PROBLEM REQUIREMENTS ::
Print verbatim every line starting at the one that contains "locate: man's shadow" and ending at the final line of the records; include both endpoints.

-- DATA TO PROCESS start --

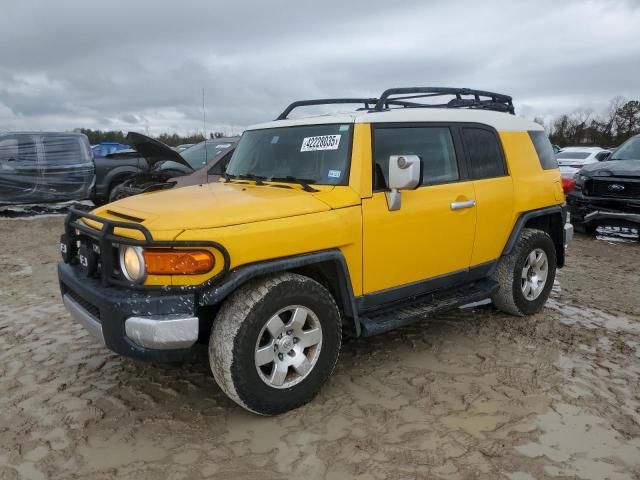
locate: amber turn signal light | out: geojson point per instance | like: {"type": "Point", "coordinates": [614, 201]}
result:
{"type": "Point", "coordinates": [178, 262]}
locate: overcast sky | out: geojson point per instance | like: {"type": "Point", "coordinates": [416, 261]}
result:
{"type": "Point", "coordinates": [140, 65]}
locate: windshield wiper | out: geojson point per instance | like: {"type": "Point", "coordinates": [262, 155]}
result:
{"type": "Point", "coordinates": [256, 178]}
{"type": "Point", "coordinates": [304, 183]}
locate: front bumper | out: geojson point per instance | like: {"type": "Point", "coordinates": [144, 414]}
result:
{"type": "Point", "coordinates": [594, 210]}
{"type": "Point", "coordinates": [150, 325]}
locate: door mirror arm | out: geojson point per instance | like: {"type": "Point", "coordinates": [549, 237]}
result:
{"type": "Point", "coordinates": [404, 174]}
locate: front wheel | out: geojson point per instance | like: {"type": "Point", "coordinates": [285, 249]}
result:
{"type": "Point", "coordinates": [275, 342]}
{"type": "Point", "coordinates": [526, 275]}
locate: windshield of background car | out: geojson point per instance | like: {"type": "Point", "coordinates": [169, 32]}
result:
{"type": "Point", "coordinates": [200, 154]}
{"type": "Point", "coordinates": [629, 150]}
{"type": "Point", "coordinates": [315, 153]}
{"type": "Point", "coordinates": [573, 155]}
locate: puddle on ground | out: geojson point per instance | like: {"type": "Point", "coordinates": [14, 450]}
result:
{"type": "Point", "coordinates": [585, 445]}
{"type": "Point", "coordinates": [617, 234]}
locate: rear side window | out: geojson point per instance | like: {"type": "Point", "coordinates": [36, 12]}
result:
{"type": "Point", "coordinates": [484, 152]}
{"type": "Point", "coordinates": [545, 152]}
{"type": "Point", "coordinates": [434, 146]}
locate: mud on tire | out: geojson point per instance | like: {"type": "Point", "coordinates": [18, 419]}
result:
{"type": "Point", "coordinates": [237, 332]}
{"type": "Point", "coordinates": [510, 297]}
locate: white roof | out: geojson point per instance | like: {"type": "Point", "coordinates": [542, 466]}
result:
{"type": "Point", "coordinates": [581, 149]}
{"type": "Point", "coordinates": [498, 120]}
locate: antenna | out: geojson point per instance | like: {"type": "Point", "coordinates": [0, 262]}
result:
{"type": "Point", "coordinates": [204, 129]}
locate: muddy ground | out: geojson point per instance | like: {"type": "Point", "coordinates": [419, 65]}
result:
{"type": "Point", "coordinates": [470, 394]}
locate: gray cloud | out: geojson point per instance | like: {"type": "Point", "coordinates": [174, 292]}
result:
{"type": "Point", "coordinates": [142, 65]}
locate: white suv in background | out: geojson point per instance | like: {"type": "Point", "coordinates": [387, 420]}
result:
{"type": "Point", "coordinates": [572, 159]}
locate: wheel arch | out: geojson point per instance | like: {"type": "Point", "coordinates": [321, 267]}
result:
{"type": "Point", "coordinates": [327, 267]}
{"type": "Point", "coordinates": [550, 220]}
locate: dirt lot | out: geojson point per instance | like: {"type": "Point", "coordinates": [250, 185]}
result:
{"type": "Point", "coordinates": [472, 394]}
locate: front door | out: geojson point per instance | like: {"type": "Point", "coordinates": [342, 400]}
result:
{"type": "Point", "coordinates": [19, 169]}
{"type": "Point", "coordinates": [431, 236]}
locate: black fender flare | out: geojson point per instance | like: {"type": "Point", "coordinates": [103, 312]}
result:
{"type": "Point", "coordinates": [331, 262]}
{"type": "Point", "coordinates": [558, 216]}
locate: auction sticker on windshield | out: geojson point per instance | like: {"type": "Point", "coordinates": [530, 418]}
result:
{"type": "Point", "coordinates": [322, 142]}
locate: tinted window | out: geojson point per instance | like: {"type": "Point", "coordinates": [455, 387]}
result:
{"type": "Point", "coordinates": [544, 150]}
{"type": "Point", "coordinates": [574, 155]}
{"type": "Point", "coordinates": [18, 148]}
{"type": "Point", "coordinates": [316, 153]}
{"type": "Point", "coordinates": [485, 154]}
{"type": "Point", "coordinates": [434, 146]}
{"type": "Point", "coordinates": [62, 150]}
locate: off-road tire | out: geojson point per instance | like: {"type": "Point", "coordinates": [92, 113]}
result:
{"type": "Point", "coordinates": [581, 227]}
{"type": "Point", "coordinates": [509, 298]}
{"type": "Point", "coordinates": [235, 333]}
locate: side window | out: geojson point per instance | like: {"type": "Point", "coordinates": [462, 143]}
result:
{"type": "Point", "coordinates": [221, 165]}
{"type": "Point", "coordinates": [62, 150]}
{"type": "Point", "coordinates": [485, 154]}
{"type": "Point", "coordinates": [434, 146]}
{"type": "Point", "coordinates": [543, 147]}
{"type": "Point", "coordinates": [18, 148]}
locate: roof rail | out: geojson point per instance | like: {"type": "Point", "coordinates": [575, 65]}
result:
{"type": "Point", "coordinates": [493, 101]}
{"type": "Point", "coordinates": [368, 103]}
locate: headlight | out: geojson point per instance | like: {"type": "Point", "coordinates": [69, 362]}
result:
{"type": "Point", "coordinates": [132, 263]}
{"type": "Point", "coordinates": [580, 179]}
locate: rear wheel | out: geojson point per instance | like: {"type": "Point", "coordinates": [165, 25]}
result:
{"type": "Point", "coordinates": [526, 274]}
{"type": "Point", "coordinates": [275, 342]}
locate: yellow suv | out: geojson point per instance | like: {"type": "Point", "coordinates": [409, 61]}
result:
{"type": "Point", "coordinates": [352, 223]}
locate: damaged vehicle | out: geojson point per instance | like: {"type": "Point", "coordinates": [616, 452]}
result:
{"type": "Point", "coordinates": [151, 165]}
{"type": "Point", "coordinates": [45, 167]}
{"type": "Point", "coordinates": [354, 223]}
{"type": "Point", "coordinates": [607, 193]}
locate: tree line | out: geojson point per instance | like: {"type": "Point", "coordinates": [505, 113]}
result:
{"type": "Point", "coordinates": [620, 121]}
{"type": "Point", "coordinates": [171, 139]}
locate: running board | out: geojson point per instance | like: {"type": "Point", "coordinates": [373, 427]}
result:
{"type": "Point", "coordinates": [383, 320]}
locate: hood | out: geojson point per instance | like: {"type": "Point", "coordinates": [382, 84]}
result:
{"type": "Point", "coordinates": [154, 151]}
{"type": "Point", "coordinates": [215, 205]}
{"type": "Point", "coordinates": [613, 168]}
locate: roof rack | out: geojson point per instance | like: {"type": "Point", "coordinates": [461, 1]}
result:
{"type": "Point", "coordinates": [369, 104]}
{"type": "Point", "coordinates": [493, 101]}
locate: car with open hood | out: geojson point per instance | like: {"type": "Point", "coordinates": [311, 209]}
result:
{"type": "Point", "coordinates": [151, 165]}
{"type": "Point", "coordinates": [608, 192]}
{"type": "Point", "coordinates": [350, 223]}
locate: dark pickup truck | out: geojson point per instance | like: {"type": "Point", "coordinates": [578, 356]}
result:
{"type": "Point", "coordinates": [608, 192]}
{"type": "Point", "coordinates": [152, 165]}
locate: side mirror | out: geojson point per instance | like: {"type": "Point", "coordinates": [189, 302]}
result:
{"type": "Point", "coordinates": [404, 174]}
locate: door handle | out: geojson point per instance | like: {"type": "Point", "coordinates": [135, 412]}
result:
{"type": "Point", "coordinates": [461, 205]}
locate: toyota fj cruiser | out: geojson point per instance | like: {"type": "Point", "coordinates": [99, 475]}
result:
{"type": "Point", "coordinates": [352, 223]}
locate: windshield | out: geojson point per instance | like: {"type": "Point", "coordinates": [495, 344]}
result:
{"type": "Point", "coordinates": [200, 154]}
{"type": "Point", "coordinates": [314, 153]}
{"type": "Point", "coordinates": [629, 150]}
{"type": "Point", "coordinates": [573, 155]}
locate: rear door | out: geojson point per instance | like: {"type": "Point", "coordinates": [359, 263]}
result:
{"type": "Point", "coordinates": [19, 172]}
{"type": "Point", "coordinates": [493, 191]}
{"type": "Point", "coordinates": [432, 233]}
{"type": "Point", "coordinates": [67, 168]}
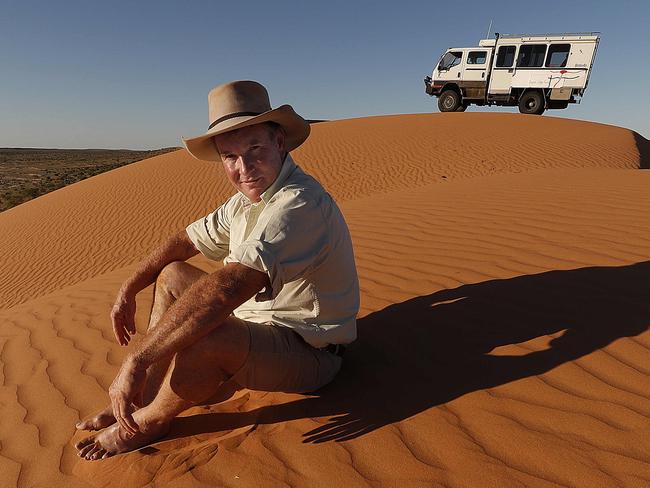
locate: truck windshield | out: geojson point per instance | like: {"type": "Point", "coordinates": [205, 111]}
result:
{"type": "Point", "coordinates": [450, 59]}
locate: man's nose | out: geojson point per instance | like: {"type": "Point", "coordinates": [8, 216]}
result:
{"type": "Point", "coordinates": [246, 164]}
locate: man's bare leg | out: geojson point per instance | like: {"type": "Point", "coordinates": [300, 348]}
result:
{"type": "Point", "coordinates": [172, 281]}
{"type": "Point", "coordinates": [196, 374]}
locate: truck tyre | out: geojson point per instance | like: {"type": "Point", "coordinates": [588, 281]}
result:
{"type": "Point", "coordinates": [449, 101]}
{"type": "Point", "coordinates": [531, 102]}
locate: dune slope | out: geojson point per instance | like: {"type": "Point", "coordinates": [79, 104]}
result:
{"type": "Point", "coordinates": [503, 336]}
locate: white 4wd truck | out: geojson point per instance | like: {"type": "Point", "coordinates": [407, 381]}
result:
{"type": "Point", "coordinates": [533, 71]}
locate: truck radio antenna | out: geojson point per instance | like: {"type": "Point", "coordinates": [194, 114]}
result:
{"type": "Point", "coordinates": [489, 29]}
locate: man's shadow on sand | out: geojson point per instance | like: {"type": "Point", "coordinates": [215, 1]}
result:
{"type": "Point", "coordinates": [429, 350]}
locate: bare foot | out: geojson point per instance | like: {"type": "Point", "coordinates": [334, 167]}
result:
{"type": "Point", "coordinates": [114, 440]}
{"type": "Point", "coordinates": [99, 421]}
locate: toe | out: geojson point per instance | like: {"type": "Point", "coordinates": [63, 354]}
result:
{"type": "Point", "coordinates": [99, 453]}
{"type": "Point", "coordinates": [83, 452]}
{"type": "Point", "coordinates": [85, 442]}
{"type": "Point", "coordinates": [95, 447]}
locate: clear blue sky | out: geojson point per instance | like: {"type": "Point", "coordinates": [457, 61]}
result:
{"type": "Point", "coordinates": [136, 74]}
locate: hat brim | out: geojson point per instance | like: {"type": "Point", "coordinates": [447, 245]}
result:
{"type": "Point", "coordinates": [296, 128]}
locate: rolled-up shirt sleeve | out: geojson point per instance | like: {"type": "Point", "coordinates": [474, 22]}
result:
{"type": "Point", "coordinates": [287, 243]}
{"type": "Point", "coordinates": [211, 234]}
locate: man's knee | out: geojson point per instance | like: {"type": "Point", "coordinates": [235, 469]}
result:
{"type": "Point", "coordinates": [176, 276]}
{"type": "Point", "coordinates": [211, 360]}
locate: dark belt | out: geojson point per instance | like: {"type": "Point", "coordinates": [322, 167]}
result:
{"type": "Point", "coordinates": [336, 349]}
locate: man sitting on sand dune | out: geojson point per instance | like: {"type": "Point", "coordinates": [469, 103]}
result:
{"type": "Point", "coordinates": [273, 318]}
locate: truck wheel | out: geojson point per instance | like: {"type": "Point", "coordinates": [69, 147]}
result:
{"type": "Point", "coordinates": [449, 101]}
{"type": "Point", "coordinates": [531, 102]}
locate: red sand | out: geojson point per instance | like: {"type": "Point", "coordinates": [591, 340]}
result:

-- DATA TO PROCESS end --

COMPLETE RESPONSE ::
locate: man's shadow on sand | out: geojson point per instance | like: {"type": "Point", "coordinates": [215, 1]}
result:
{"type": "Point", "coordinates": [429, 350]}
locate: bare foot | out: geojson point per instance | like: {"type": "Point", "coordinates": [334, 167]}
result:
{"type": "Point", "coordinates": [114, 440]}
{"type": "Point", "coordinates": [99, 421]}
locate: toe | out: geojson point per instance | like: {"type": "Point", "coordinates": [63, 354]}
result:
{"type": "Point", "coordinates": [99, 453]}
{"type": "Point", "coordinates": [83, 452]}
{"type": "Point", "coordinates": [85, 442]}
{"type": "Point", "coordinates": [95, 447]}
locate: clear blue sky | out: geojson point per instance | like: {"type": "Point", "coordinates": [457, 61]}
result:
{"type": "Point", "coordinates": [136, 74]}
locate: hat brim | out: geojson point per instance | like: {"type": "Point", "coordinates": [447, 245]}
result:
{"type": "Point", "coordinates": [296, 128]}
locate: rolled-up shirt sleeve | out: geojson point per instance | like: {"type": "Point", "coordinates": [474, 22]}
result:
{"type": "Point", "coordinates": [287, 243]}
{"type": "Point", "coordinates": [211, 234]}
locate: man's knee | out: geojson point per instance | like: {"type": "Point", "coordinates": [235, 469]}
result:
{"type": "Point", "coordinates": [176, 276]}
{"type": "Point", "coordinates": [211, 360]}
locate: dark belt | out: geojson point per instance | like: {"type": "Point", "coordinates": [322, 167]}
result:
{"type": "Point", "coordinates": [336, 349]}
locate: man sitting on sand dune | out: geojson point per instance | like: {"type": "Point", "coordinates": [469, 103]}
result:
{"type": "Point", "coordinates": [273, 318]}
locate: truck wheel | out: geojson point per instance | like: {"type": "Point", "coordinates": [69, 147]}
result:
{"type": "Point", "coordinates": [449, 101]}
{"type": "Point", "coordinates": [531, 102]}
locate: red sand | out: geojson point per instance | like: {"type": "Point", "coordinates": [591, 340]}
result:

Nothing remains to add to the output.